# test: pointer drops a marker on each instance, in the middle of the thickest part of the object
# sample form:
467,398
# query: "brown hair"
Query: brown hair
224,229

_ _ _ _ _ _ _

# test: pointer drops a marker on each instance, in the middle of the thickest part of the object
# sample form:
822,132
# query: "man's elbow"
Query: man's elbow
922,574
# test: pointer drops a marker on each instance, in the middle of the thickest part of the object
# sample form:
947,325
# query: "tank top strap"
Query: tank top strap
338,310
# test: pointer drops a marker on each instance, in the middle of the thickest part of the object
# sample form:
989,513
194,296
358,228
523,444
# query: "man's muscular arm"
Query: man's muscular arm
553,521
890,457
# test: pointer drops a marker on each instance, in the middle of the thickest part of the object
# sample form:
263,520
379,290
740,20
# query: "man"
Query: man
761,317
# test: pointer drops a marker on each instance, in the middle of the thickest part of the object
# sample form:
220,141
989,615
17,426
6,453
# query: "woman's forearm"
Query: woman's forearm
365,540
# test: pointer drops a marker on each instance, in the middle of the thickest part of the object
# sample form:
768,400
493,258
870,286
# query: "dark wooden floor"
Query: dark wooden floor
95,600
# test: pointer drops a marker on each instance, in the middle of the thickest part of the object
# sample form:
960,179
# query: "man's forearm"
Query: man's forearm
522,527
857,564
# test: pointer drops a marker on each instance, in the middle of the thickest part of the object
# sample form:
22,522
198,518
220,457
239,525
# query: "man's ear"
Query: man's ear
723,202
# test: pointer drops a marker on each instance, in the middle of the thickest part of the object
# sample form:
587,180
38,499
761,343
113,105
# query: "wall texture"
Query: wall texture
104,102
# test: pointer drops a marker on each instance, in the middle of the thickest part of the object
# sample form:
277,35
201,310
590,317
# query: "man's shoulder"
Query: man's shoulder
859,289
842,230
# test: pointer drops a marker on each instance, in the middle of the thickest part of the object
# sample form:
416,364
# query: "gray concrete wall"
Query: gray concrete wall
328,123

_ _ _ _ _ _ _

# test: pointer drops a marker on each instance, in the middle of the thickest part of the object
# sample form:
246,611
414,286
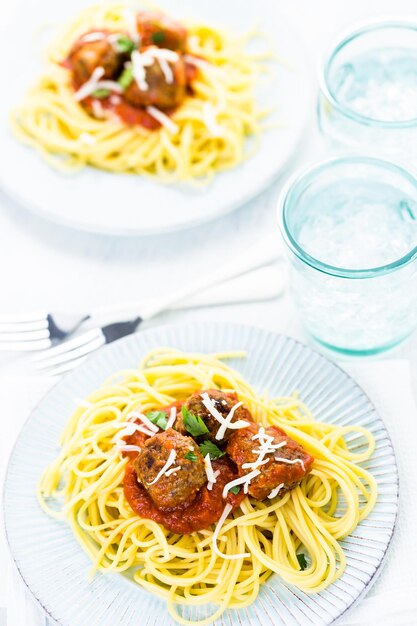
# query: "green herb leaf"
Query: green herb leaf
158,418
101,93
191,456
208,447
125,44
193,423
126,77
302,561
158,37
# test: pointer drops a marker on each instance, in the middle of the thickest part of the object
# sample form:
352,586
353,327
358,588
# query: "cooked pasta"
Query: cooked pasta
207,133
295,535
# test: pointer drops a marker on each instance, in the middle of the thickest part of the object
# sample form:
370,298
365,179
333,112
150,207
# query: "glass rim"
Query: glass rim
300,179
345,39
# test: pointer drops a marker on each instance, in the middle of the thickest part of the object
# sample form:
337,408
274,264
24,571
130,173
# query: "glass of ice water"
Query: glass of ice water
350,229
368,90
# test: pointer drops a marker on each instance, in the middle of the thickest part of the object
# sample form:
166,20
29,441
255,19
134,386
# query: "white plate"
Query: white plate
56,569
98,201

_ _ _ _ _ _ _

Please count the lines in the data above that contain the string "green", matching case exactly, and give only that number.

2